◆ **文書本文**
──────

素晴らしい、と思います。心の底から。これからも、舞台でお会いできるのを楽しみにしています。



作品的には、「すごく楽しいけどワケが解らない」というのが正直なところでした。

60年代のロンドン・ポップスを次から次へと歌いついで、その合間にショートコントが挟まる形式のショー。

架空の女性誌「SHOUT」をキーに、
1962年から1970年までを一年づつ、
その年に流行った音楽と、その年に起こった事件をネタに、

5人の女の子(レッドがローティーン→、他の4人はハイティーン→)の生活と恋を、一人芝居(っていうか、コント)でつづっていく。

…何の予習もせずに客席に座ってしまったので、まず、この作品の形式を理解するまでにちょっと時間がかかりました。
いきなり5人の歌から始まって、怒涛のように歌い踊られてしまうので、息をつく暇がないんですよね。

ああ、こういう形式で進むんだな、と、大枠が見えてきたのは、もう終わりかけの頃で。それまで結構混乱しっぱなしで、もったいないことしたなあと思います。
これからご覧になる方は、“そーゆー形式なのね”と頭の隅においとかれると良いかもしれません。


そうやって、一年一年、丁寧に思い出を辿っていって、
女の子たちも、一年一年、丁寧に年を重ねていって。

男と出会い、別れ、また出会い、また別れ…
「話題はLOVE。だってそれしかないじゃない!?」
という年頃から、
「わたしらしく」
を合言葉に、生き方を模索しはじめる年齢になって。

そして。

ラストシーンは、たぶんもう80年代なんですよね。ちゃんと、ファッションがそんな感じになっているし。

彼女らも一人前の大人のオンナになって、それぞれに「自分の人生」と「人生の伴侶」を見つけている、時代。

そして、
「あの頃は楽しかったね!」と語り合う、5人のキュートな女性たち。

その輝き、
そのエネルギー、

その、生きるために必要な、パワー。


生きることは楽しいでしょう?というメッセージが明快で、あまりの眩しさに涙が出ました。
嫌なことがたくさんあるわけですよ。5人の人生には。
美人じゃなかったり、
男と長続きしなかったり、
夫がホモだったり、
出会いが無かったり、
……自分がレズだったり。

マリファナを吸ってみたり、
LSDに逃げてみたり、
いろいろやってみて、

でも、逃げられない。

逃げたって仕方が無い。だって、生きているんだもの。

生きていれば、嫌なことはたくさんある。
でも、

……楽しい事だって、あるじゃない?



難しいなあ、と思ったのは、私があまりにも「60年代ロンドン」について何も知らないからなのだと思います。

──────

◆ **提供情報**

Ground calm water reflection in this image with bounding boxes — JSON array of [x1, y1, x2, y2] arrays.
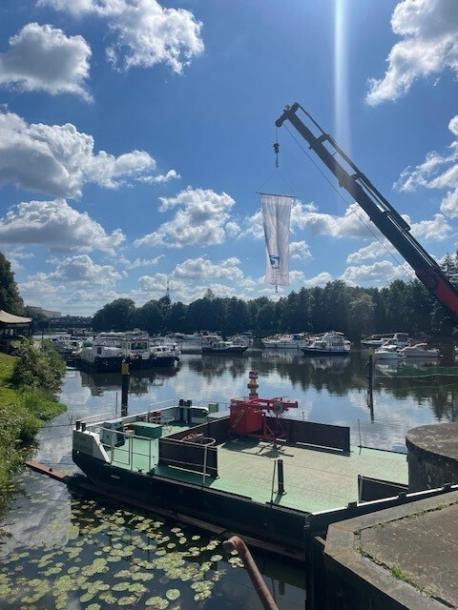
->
[[0, 351, 458, 610]]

──────

◆ **作業内容**
**A)** 舞台の感想文によると、作品のキーとなっている架空の女性誌の名前は何ですか。
**B)** 舞台の感想文を、最後の文の後から書き継いでください。
資料は別の出典から取得したものです。

◆ **作業結果**
**A)** 「SHOUT」です。

**B)**
曲も2曲くらいしかわからなかったし、ダンスも見覚えがない。
とにかく、芝居の中にちりばめられた当時の当地ネタがさっぱりわからない。時代の空気がせっかく舞台の上に色濃くあるのに、それを感じられない自分がとても悲しかった。

そういう、「2008年の日本」の観客にはわからない、あるいは気づきにくいネタについては、もう少しわかりやすく表現できなかったのかなあ、と思ったことは否定しません。
ただ、今回の「SHOUT!」については、プログラムで「60年代ロンドン」という特別な時代に関する薀蓄を語るページが充実していて、とても面白かったです。

まぁ、開演前にこれを読んだ方がいいかどうか、は、判断の分かれるところだと思いますが。


でもまぁ、わからなくても感動はできます。
感動は頭で理解したって得られない。感動するのはハートですから。

5人の女の子たちの10年間を一緒に追体験して、
そして最後に、

「楽しかったね」「生きるのって楽しいよね」と、力強く言ってもらえる、感動。

……そうだね、楽しいのかもしれないね。
自分自身が、楽しく生きよう!と思いさえすれば。



まぁ、論じるより観るが易し。

ぜひぜひみなさま、お時間のアキがありましたら、ご観劇くださいませ(今月末まで)。
そして、ぜひぜひ私に細かいネタの種を教えてくださいm(_ _)m。

あ。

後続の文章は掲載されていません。